Show every line of the data that includes the word "suit".

» **Data provided**:

◆ ◆ ◆

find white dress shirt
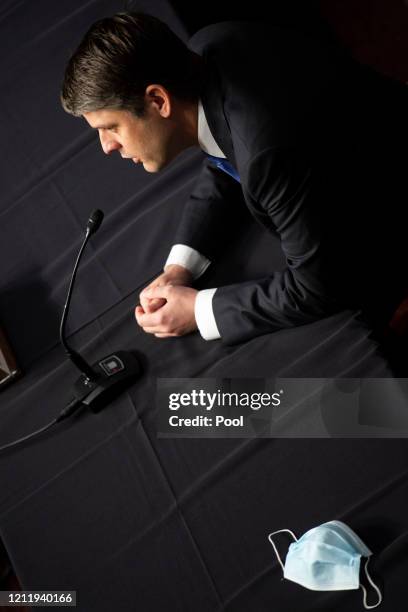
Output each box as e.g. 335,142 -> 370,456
164,99 -> 227,340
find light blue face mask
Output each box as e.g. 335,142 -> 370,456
268,520 -> 382,609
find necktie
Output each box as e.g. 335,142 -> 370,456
206,154 -> 240,183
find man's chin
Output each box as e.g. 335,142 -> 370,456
142,164 -> 158,173
142,159 -> 168,173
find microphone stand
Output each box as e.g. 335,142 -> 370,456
60,210 -> 141,413
60,226 -> 98,381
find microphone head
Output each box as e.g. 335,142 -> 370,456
87,209 -> 104,235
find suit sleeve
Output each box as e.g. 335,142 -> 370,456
212,146 -> 341,345
174,156 -> 248,261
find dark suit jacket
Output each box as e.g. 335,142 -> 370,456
175,21 -> 407,345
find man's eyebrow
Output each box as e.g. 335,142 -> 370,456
90,123 -> 118,130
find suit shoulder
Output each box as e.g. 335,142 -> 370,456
188,21 -> 267,54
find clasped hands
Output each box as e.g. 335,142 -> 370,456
135,264 -> 198,338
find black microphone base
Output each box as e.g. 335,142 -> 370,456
72,350 -> 141,412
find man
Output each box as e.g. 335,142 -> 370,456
61,12 -> 407,345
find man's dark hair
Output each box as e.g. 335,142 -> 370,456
61,12 -> 203,117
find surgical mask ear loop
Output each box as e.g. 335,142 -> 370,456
268,529 -> 298,572
360,557 -> 383,609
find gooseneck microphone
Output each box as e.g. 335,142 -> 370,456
0,209 -> 141,452
59,210 -> 104,380
59,209 -> 141,413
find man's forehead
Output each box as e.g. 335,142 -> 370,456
83,109 -> 129,128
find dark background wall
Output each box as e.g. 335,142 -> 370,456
171,0 -> 408,82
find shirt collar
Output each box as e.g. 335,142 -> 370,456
197,99 -> 226,158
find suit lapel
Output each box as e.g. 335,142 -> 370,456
199,56 -> 275,232
200,57 -> 237,168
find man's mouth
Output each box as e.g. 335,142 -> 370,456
120,155 -> 141,163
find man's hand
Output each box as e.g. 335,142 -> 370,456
135,285 -> 198,337
139,264 -> 193,314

◆ ◆ ◆

» **Output for this exercise**:
find suit sleeve
find dark suit jacket
find suit shoulder
find suit lapel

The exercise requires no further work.